• **Description of the task**: Extract the stretch of the data from the line containing "hand as a single point per instance." through the end, and repeat those lines without any change.

• **Excerpt from a dataset**:
>> begin

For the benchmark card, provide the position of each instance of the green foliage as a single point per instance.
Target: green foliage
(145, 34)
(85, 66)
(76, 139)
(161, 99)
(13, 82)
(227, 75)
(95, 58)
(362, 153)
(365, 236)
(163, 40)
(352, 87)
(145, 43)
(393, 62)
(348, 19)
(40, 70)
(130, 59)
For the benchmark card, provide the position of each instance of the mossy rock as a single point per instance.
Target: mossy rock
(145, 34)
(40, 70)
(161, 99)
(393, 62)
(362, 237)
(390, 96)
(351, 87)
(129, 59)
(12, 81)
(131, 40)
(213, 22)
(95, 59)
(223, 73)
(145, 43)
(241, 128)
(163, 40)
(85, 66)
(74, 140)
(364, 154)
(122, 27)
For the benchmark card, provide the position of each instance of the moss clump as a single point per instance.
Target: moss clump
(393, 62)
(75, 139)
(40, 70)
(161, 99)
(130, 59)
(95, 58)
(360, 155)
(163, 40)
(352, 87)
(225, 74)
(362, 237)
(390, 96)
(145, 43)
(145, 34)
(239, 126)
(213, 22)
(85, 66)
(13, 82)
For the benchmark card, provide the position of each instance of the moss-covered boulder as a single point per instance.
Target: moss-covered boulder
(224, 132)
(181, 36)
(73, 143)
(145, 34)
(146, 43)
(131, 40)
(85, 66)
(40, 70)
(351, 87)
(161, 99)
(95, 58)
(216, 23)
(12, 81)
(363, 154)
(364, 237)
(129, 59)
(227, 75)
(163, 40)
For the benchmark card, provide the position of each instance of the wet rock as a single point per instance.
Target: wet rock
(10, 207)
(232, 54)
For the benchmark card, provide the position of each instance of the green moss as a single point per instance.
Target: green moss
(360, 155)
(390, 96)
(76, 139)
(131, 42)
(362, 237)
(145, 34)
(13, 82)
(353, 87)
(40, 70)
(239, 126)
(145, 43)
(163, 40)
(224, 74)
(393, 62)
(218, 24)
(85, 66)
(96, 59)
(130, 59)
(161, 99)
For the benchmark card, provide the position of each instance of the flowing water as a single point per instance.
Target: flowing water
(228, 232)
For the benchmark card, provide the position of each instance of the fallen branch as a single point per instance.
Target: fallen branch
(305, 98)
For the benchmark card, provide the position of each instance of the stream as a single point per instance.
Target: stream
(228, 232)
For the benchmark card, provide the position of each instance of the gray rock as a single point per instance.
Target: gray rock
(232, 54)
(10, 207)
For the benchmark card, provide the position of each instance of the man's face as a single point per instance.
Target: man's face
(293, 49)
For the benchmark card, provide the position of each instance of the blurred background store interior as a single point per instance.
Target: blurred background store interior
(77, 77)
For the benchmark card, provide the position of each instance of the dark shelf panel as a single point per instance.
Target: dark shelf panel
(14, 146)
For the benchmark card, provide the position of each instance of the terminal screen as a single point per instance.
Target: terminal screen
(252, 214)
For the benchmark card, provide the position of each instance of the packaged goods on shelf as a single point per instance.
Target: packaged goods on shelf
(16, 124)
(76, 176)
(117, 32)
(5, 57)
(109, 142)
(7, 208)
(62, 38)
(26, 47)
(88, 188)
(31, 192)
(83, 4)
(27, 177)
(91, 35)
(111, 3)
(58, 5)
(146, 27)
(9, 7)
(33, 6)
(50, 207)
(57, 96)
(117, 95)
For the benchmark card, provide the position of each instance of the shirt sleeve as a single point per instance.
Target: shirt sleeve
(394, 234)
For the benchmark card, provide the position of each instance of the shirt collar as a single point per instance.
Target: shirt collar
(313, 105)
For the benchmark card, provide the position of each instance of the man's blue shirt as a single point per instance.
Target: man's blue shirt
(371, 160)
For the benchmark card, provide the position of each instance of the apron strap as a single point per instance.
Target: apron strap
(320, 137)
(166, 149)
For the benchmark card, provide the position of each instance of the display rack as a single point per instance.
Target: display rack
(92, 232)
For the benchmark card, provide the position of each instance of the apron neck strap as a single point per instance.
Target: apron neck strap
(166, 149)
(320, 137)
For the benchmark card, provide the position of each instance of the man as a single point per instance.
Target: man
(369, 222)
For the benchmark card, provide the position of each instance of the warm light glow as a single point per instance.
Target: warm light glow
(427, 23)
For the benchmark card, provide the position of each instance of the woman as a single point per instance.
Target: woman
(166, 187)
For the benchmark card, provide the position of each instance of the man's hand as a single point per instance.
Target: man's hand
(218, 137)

>> end

• **Task response**:
For the benchmark card, provide the position of each instance of the man's hand as a single point per instance.
Target: man's hand
(218, 137)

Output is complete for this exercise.